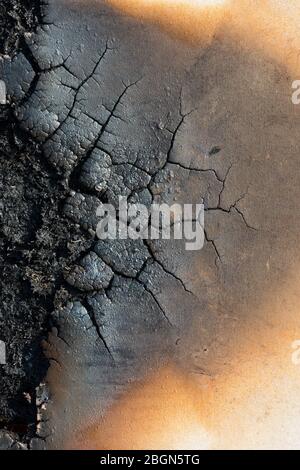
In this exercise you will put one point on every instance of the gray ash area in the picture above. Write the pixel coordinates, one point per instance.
(34, 243)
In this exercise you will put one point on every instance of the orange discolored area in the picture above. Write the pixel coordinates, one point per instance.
(162, 412)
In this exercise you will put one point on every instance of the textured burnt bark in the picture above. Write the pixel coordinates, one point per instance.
(94, 116)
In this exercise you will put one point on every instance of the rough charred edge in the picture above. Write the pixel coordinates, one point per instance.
(35, 247)
(18, 17)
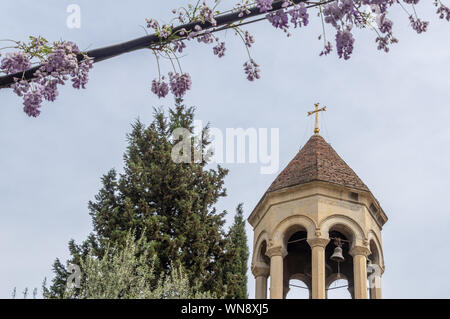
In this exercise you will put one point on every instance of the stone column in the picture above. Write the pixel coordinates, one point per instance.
(375, 284)
(359, 254)
(276, 255)
(318, 267)
(261, 272)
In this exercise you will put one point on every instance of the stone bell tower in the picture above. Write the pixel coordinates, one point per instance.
(316, 204)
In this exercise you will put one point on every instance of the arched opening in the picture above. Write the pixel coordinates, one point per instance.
(297, 265)
(374, 271)
(338, 288)
(298, 289)
(338, 272)
(262, 257)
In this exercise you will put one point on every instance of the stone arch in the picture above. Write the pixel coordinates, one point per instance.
(344, 224)
(375, 248)
(304, 279)
(263, 239)
(290, 225)
(333, 277)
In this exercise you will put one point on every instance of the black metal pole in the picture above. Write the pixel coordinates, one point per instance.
(105, 53)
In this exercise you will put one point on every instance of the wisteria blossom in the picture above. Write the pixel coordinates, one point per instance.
(63, 61)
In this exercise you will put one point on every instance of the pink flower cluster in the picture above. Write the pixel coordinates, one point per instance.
(63, 63)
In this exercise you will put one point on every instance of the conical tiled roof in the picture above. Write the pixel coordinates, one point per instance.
(317, 161)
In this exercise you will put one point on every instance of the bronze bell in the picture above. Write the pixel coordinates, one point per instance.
(337, 255)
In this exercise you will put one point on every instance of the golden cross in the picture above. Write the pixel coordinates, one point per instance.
(316, 111)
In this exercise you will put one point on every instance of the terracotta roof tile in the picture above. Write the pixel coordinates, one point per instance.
(317, 161)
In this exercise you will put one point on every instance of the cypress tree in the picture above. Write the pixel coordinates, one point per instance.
(172, 202)
(236, 267)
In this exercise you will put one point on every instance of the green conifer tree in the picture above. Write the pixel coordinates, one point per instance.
(236, 267)
(173, 202)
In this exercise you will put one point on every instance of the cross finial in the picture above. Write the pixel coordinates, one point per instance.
(316, 112)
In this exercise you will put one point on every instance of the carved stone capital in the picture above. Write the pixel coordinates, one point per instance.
(276, 251)
(359, 250)
(318, 242)
(260, 269)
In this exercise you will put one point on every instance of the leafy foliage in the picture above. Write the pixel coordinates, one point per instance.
(172, 202)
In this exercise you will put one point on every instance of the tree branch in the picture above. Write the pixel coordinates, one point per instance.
(146, 42)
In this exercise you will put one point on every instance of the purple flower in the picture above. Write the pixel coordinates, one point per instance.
(279, 19)
(299, 15)
(160, 88)
(249, 40)
(206, 38)
(327, 49)
(252, 70)
(384, 23)
(418, 25)
(443, 11)
(179, 84)
(32, 102)
(344, 44)
(264, 5)
(15, 62)
(219, 49)
(178, 46)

::::::::::

> **What the exercise asks**:
Write out the records once more, word for word, though without the pictures they contain.

> **Answer for this exercise**:
In this exercise you will put one point on every instance of the gray ash area in the picture above. Write the pixel coordinates, one point per instance.
(34, 243)
In this exercise you will put one point on every instance of the orange discolored area in the picture above. Write the pixel coordinates, one point per instance.
(162, 412)
In this exercise you will put one point on every instance of the textured burnt bark in the picture above. Write the pixel coordinates, one point per instance.
(94, 116)
In this exercise you will put one point on every instance of the rough charred edge in the picture above. Write the pixel coordinates, one point per instance.
(35, 247)
(18, 17)
In this exercise you will put one point on every instance of the stone column in the picture above. Write the pixel coordinates, one point per instance.
(375, 284)
(359, 254)
(276, 255)
(318, 267)
(261, 272)
In this exercise you will put one point on every instance of the stone bell tower in the picture above. Write the pixel coordinates, one point per instance.
(316, 204)
In this exercise you will put one point on every instance of the arched opening in the picture above. Write the pixel coordinates, one point per instance.
(297, 265)
(374, 271)
(338, 288)
(298, 289)
(338, 272)
(262, 257)
In this exercise you will put one point on every instance of the stone arch in the picture above. Write the pixel coordinates, one point per instance.
(344, 224)
(375, 248)
(304, 279)
(263, 239)
(290, 225)
(333, 277)
In this exercise you will put one point on every instance of the black metal pole in the picture above. Write the pixel coordinates, one point per instance.
(105, 53)
In this exercise you will put one point on every instance of the wisteria blossom in the picture above. Write the pixel coordinates, one point per instance.
(63, 61)
In this exercise you will put one point on every instance of the pink flower cluster in the picture above. Write the pixel coordinates, one point per instance.
(63, 63)
In this exercise you will put one point on every instance of the conical tiled roof in the picture above. Write the pixel coordinates, one point per instance.
(317, 161)
In this exercise you will put one point on every instance of the bronze bell in the picture above. Write the pixel coordinates, one point per instance.
(337, 255)
In this exercise you will put one point on every instance of the golden cross in the picture above. Write the pixel coordinates, one point per instance.
(316, 111)
In this exercise you will put one point on every instance of the terracotta roof tile in the picture above. Write the pixel coordinates, one point per instance.
(317, 161)
In this exercise you will put one point on every instance of the cypress tree in the picture above. Write the pixel coordinates, one point per instance.
(172, 202)
(236, 267)
In this exercise you will put one point on every instance of the green conifer tree in the picture above. Write the pixel coordinates, one point per instance.
(236, 267)
(173, 202)
In this exercise you will put one point on every instance of the cross finial in the picture above. Write the pixel coordinates, one point per instance.
(316, 112)
In this exercise you will put one point on every instance of the carved stone capital in the picture above. Write the pixel coordinates, one point per instance.
(276, 251)
(359, 250)
(318, 242)
(260, 269)
In this exercise you will put one point on every instance of the leafy foliage in the picture above. Write the pixel coordinates, one point per instance.
(172, 202)
In this exercise you will put one point on every instance of the tree branch in the picture above. Write the pixel coordinates, one point per instance.
(146, 42)
In this exercise you will put one point on every instance of the purple flower in the picture above. Write the pixel coordinates, one point per instance.
(279, 19)
(299, 15)
(160, 88)
(249, 40)
(206, 38)
(327, 49)
(252, 70)
(384, 23)
(418, 25)
(443, 11)
(179, 84)
(32, 102)
(344, 44)
(264, 5)
(15, 62)
(219, 49)
(178, 46)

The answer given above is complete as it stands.